Entries from an annotation dataset:

-- start --

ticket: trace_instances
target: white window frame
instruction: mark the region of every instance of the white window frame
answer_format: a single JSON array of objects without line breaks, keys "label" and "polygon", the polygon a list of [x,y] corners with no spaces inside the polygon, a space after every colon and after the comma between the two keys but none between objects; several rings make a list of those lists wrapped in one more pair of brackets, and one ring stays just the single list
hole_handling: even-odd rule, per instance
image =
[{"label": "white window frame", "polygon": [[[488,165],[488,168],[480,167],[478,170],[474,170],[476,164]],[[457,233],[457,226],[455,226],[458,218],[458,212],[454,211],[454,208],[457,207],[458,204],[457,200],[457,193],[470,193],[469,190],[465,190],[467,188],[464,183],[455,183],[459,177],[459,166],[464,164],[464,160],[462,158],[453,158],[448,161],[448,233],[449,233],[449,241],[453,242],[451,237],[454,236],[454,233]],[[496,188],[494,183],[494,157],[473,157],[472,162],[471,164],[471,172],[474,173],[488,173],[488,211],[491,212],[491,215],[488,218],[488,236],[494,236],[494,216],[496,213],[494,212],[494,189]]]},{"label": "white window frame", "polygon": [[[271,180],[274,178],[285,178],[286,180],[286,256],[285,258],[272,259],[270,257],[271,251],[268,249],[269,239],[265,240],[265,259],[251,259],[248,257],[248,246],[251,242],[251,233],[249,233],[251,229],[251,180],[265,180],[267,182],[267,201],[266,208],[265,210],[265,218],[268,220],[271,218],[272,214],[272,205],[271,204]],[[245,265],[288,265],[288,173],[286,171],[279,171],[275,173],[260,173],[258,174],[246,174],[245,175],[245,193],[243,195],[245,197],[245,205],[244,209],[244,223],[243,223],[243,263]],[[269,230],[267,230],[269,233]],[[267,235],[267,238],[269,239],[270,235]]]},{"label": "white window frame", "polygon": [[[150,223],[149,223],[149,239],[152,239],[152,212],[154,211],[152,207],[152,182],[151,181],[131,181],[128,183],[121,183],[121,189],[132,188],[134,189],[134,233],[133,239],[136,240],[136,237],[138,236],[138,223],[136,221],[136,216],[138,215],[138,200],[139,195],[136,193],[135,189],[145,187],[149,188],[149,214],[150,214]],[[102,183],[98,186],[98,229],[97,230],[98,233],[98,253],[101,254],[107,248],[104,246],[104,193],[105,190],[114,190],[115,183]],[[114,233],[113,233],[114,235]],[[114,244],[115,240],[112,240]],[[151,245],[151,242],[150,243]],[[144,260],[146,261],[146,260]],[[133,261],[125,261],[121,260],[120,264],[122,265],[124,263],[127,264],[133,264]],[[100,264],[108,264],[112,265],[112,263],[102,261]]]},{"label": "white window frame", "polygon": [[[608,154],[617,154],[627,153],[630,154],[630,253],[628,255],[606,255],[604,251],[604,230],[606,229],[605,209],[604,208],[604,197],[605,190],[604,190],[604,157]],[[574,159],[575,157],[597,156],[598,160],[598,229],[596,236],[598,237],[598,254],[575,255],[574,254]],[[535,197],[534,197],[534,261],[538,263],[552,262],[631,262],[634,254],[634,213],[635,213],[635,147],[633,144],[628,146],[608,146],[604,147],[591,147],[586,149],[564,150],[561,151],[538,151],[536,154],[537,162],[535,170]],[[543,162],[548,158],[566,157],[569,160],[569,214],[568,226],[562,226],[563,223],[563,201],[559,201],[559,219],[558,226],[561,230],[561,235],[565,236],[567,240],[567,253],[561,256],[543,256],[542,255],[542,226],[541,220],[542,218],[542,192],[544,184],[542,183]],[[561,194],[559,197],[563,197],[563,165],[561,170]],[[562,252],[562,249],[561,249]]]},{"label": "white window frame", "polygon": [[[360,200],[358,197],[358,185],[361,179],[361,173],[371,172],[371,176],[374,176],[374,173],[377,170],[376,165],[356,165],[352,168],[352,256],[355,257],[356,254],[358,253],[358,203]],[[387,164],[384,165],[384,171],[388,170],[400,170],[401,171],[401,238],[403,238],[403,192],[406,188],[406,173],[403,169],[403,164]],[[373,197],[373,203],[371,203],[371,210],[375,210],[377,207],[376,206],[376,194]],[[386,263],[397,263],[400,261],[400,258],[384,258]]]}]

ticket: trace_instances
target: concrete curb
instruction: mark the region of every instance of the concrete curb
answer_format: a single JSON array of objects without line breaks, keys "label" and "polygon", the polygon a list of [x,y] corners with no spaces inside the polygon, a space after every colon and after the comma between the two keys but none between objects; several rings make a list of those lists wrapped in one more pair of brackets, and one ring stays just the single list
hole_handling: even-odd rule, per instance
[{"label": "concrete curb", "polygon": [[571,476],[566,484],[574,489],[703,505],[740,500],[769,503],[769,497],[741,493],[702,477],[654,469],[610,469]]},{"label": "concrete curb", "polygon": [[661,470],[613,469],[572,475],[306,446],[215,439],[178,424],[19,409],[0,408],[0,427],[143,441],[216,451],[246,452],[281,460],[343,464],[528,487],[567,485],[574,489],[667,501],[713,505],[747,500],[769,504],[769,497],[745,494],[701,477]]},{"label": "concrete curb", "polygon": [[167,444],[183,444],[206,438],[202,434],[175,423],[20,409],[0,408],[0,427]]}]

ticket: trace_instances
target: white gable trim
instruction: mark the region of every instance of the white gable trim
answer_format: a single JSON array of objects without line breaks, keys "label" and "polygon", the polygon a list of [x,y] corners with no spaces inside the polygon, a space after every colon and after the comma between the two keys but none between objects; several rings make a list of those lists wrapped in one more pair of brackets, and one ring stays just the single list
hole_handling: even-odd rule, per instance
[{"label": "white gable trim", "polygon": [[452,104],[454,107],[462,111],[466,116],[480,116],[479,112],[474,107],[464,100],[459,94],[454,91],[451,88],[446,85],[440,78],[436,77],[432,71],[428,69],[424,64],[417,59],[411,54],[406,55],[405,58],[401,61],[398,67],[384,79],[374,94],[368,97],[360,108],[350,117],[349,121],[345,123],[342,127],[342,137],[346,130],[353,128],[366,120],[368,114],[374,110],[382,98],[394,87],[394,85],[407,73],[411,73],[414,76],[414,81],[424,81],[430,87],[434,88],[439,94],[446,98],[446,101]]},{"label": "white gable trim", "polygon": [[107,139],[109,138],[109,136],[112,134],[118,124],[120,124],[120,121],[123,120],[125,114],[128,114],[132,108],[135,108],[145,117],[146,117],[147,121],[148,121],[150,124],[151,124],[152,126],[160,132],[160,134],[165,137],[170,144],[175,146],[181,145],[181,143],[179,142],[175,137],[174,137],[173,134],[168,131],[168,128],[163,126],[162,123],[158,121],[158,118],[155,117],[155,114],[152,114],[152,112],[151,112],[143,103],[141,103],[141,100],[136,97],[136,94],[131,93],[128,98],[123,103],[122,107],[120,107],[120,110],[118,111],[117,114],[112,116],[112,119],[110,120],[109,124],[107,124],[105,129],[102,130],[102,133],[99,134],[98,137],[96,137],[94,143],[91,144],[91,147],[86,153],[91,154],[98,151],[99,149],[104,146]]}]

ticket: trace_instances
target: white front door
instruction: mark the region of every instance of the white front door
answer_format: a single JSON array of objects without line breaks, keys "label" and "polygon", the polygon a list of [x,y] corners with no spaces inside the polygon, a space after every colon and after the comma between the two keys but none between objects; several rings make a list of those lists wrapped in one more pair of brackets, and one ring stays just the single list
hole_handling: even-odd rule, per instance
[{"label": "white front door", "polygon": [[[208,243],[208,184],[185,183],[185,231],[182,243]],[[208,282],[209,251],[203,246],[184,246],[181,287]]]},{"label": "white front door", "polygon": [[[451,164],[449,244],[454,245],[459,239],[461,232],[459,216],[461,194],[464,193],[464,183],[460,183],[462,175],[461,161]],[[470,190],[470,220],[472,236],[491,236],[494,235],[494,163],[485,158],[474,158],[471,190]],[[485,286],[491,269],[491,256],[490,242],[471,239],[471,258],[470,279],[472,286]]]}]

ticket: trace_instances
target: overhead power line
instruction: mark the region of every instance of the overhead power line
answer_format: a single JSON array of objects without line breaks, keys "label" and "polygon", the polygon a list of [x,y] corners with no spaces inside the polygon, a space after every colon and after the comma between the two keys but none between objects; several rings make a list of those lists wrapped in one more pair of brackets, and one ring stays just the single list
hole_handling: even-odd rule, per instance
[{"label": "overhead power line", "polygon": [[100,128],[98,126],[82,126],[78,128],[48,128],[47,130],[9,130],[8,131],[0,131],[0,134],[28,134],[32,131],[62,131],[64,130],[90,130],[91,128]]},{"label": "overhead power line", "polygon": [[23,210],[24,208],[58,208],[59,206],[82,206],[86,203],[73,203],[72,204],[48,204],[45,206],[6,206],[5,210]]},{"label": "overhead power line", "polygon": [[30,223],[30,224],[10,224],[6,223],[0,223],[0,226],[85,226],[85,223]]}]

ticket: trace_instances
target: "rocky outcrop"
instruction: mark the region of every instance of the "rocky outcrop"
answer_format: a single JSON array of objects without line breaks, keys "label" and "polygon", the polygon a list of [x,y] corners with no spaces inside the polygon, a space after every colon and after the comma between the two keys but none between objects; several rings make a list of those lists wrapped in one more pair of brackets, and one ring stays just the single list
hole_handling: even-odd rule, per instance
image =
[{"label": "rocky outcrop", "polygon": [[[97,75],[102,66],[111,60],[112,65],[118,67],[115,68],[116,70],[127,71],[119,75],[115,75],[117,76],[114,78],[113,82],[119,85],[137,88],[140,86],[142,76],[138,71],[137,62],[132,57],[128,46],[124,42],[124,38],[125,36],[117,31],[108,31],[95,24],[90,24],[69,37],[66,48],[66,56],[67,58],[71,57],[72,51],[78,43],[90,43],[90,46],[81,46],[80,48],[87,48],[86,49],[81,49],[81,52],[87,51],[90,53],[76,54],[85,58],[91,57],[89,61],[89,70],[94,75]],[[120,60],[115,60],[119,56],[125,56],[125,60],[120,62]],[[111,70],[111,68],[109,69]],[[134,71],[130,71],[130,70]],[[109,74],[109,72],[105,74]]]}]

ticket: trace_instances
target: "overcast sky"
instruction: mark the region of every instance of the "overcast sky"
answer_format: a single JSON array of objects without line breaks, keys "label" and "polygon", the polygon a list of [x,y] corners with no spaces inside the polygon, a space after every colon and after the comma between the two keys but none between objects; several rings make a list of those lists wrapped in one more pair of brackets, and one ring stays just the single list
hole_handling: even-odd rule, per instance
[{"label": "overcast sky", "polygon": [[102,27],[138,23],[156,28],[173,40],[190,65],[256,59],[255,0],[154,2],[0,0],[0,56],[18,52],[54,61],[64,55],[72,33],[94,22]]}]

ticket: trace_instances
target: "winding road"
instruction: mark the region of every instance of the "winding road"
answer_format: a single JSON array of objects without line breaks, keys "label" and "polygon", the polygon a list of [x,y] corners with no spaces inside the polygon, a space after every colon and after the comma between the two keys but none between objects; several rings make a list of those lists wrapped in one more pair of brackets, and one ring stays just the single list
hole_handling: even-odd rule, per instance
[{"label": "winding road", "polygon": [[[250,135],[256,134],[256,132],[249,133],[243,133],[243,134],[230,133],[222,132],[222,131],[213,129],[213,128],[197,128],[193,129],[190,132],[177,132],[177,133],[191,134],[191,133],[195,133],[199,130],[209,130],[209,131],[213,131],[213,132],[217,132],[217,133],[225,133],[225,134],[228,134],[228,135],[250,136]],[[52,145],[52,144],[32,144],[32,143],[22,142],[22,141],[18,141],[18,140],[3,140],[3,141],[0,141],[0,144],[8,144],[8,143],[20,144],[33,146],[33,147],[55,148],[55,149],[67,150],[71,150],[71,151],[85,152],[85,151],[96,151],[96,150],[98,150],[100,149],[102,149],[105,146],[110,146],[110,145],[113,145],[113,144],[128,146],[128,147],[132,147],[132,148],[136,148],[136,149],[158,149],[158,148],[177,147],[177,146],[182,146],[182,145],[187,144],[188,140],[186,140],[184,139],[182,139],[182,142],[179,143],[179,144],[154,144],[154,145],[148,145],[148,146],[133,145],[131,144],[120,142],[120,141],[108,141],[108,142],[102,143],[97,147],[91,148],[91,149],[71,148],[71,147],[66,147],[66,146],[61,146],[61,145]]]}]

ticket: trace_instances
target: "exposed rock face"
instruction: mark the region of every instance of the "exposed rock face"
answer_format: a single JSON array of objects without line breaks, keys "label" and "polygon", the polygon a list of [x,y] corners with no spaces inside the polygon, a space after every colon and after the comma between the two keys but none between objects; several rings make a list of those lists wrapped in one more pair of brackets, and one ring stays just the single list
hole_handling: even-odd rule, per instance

-- end --

Please update the entries from the very start through the line holding "the white window frame", inclusive, by replacing "region" with "area" and leaving everything else unchanged. Return only those lines.

Task response >>
ticket: trace_instances
target: white window frame
instruction: mark the area of every instance of the white window frame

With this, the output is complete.